== ASSIGNMENT ==
Each record below needs to be set down again exactly.

== RECORDS SHOWN ==

==*==

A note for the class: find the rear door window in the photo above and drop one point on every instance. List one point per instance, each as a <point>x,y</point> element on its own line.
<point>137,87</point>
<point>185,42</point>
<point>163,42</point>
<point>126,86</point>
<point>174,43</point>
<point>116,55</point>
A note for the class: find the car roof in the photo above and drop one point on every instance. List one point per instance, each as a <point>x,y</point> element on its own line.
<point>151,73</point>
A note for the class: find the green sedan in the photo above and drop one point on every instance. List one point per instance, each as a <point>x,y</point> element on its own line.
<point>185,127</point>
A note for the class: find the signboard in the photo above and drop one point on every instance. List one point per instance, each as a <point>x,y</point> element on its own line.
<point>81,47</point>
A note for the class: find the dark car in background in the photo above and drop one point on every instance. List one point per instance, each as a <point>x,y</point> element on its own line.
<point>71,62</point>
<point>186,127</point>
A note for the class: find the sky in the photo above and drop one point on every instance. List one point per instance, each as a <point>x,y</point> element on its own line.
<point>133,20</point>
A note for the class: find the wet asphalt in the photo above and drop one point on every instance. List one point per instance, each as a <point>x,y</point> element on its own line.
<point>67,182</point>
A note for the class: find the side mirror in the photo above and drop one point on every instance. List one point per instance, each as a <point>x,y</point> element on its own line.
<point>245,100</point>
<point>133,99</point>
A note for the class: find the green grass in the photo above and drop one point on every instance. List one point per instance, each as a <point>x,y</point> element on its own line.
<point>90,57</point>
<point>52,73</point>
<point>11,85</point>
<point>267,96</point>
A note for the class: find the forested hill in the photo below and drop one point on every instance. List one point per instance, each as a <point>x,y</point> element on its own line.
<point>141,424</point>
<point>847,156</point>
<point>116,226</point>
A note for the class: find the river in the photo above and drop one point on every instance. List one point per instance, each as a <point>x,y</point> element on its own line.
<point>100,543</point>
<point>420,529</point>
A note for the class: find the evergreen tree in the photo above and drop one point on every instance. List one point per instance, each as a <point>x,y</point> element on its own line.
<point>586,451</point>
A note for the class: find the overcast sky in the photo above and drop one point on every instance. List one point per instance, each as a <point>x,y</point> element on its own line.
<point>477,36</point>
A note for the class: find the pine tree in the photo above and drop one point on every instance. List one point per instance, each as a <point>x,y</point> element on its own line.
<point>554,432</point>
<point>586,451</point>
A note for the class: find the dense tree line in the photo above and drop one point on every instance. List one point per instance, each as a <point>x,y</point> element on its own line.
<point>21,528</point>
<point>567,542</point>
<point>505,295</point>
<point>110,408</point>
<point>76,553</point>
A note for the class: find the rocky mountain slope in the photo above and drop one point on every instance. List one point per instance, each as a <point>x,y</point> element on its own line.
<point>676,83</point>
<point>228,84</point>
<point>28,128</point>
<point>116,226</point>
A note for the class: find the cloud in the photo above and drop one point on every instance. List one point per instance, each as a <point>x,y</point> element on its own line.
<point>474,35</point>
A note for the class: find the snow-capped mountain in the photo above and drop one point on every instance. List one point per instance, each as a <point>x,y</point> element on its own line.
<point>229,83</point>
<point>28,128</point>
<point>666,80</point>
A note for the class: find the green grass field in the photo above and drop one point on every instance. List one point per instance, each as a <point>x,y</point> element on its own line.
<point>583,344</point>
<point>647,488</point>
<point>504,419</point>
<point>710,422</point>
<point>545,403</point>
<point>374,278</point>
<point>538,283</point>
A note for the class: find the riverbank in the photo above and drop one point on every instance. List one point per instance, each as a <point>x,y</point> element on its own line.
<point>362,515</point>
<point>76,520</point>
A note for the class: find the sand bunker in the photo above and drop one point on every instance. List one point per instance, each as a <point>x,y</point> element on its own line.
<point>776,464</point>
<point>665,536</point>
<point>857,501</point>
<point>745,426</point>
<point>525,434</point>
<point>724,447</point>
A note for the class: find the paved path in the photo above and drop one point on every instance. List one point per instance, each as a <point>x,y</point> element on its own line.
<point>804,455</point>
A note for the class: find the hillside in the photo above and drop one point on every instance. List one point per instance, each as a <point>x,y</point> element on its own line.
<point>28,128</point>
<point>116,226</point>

==*==

== OUTPUT OF THE TASK ==
A note for the class: find the rear door window in the photo above and drop one point on every instance. List one point per instance, each as a <point>x,y</point> element on its own line.
<point>137,87</point>
<point>185,42</point>
<point>163,42</point>
<point>126,86</point>
<point>174,43</point>
<point>116,55</point>
A note for the class: find the car roof in the photo above and drop one point on every instance. List one point per instance, each as a <point>x,y</point> element on its own line.
<point>151,73</point>
A note for the class: find the green sedan in the photo above and drop one point on every instance. List one point per instance, each as a <point>x,y</point> element on its own line.
<point>185,127</point>
A note for the class: find the signboard in the photo above and drop one point on every instance. List one point per instance, each as a <point>x,y</point> element on its own line.
<point>81,47</point>
A note for the class: find the dark car in background in the photo above and drop one point on every instance. List one point per instance, each as a <point>x,y</point> element on its own line.
<point>71,62</point>
<point>186,127</point>
A note for the class: find the sky in the photo above and drop one point on every instance. List one point per instance, each as a <point>x,y</point> element on its own line.
<point>133,20</point>
A note for the class: find the wet asphalt in the photo above and drop one point on every instance. List one point per instance, each as a <point>x,y</point> element on its own line.
<point>67,182</point>
A note for the class: find the side mirror in the photo above and drop one point on every instance. List one point per instance, each as a <point>x,y</point> element on its own line.
<point>245,100</point>
<point>133,99</point>
A note for the class: find the green grass in the photo above and drop one point on every instance. List one point per instance, each as a <point>x,y</point> element on its own line.
<point>90,57</point>
<point>52,73</point>
<point>11,85</point>
<point>267,96</point>
A note for the class: find the forested hill in the photo below and drop one point on every instance. List one point per instance, each as a <point>x,y</point> element on its own line.
<point>141,424</point>
<point>847,156</point>
<point>116,226</point>
A note for the class: find the river in the photo above and drop one point on every instance. List one point per instance, each as a <point>x,y</point> element on its own line.
<point>100,543</point>
<point>420,529</point>
A note for the class: find the evergreen tree in the photo above and drop one point on every instance. List one point per instance, each as a <point>x,y</point> element on its own line.
<point>586,451</point>
A note for the class: find the overcast sky in the photo above and drop one point on every instance. List one point per instance, each as a <point>x,y</point> element on its own line.
<point>477,36</point>
A note for the class: find the pine tree in the photo above and drop one point on every instance. List one point per instance, each as a <point>x,y</point> element on its own line.
<point>554,432</point>
<point>586,451</point>
A note for the class: find the dense tree line in the photo above and drop one point on every instance. List one point per instance, each as a <point>x,y</point> element on its own line.
<point>21,528</point>
<point>567,542</point>
<point>505,295</point>
<point>110,408</point>
<point>76,553</point>
A note for the class: find the rocky mountain slope in the photo above and drop one point on every instance. List one point per instance, each as a <point>x,y</point> element on its own line.
<point>676,83</point>
<point>228,84</point>
<point>28,128</point>
<point>116,226</point>
A note for the class: find the cloud in the photo above and drop one point on every instance. List one point per instance, each as a <point>x,y</point> element on its own line.
<point>474,35</point>
A note for the class: find the snow-capped mountain in the photo above and drop one point on every instance. List one point per instance, each as a <point>x,y</point> element on its own line.
<point>229,83</point>
<point>28,128</point>
<point>666,80</point>
A note for the class: find the green grass field in the photo above and drop one point on every instance. List one point per instance, each as a <point>x,y</point> element on its own line.
<point>583,344</point>
<point>647,488</point>
<point>504,419</point>
<point>710,422</point>
<point>545,403</point>
<point>374,278</point>
<point>538,283</point>
A note for the class: find the riverbank in the photo above and drop one point on every instance. List one point per instance, each as a <point>x,y</point> element on its own line.
<point>362,515</point>
<point>76,520</point>
A note for the class: find the sand bunker in the photo above and drop one point on every instance. List one point per instance, each as a <point>x,y</point> element on its own line.
<point>776,464</point>
<point>665,536</point>
<point>857,501</point>
<point>745,426</point>
<point>525,434</point>
<point>724,447</point>
A note for the class: find the paved path in the photo above and drop one point on every instance. List one point per instance, each as a <point>x,y</point> element on its own line.
<point>804,455</point>
A note for the class: find the hillside in the photo above and drop one point on every instance. List one point per instance, each as a <point>x,y</point> element on its own line.
<point>28,128</point>
<point>116,226</point>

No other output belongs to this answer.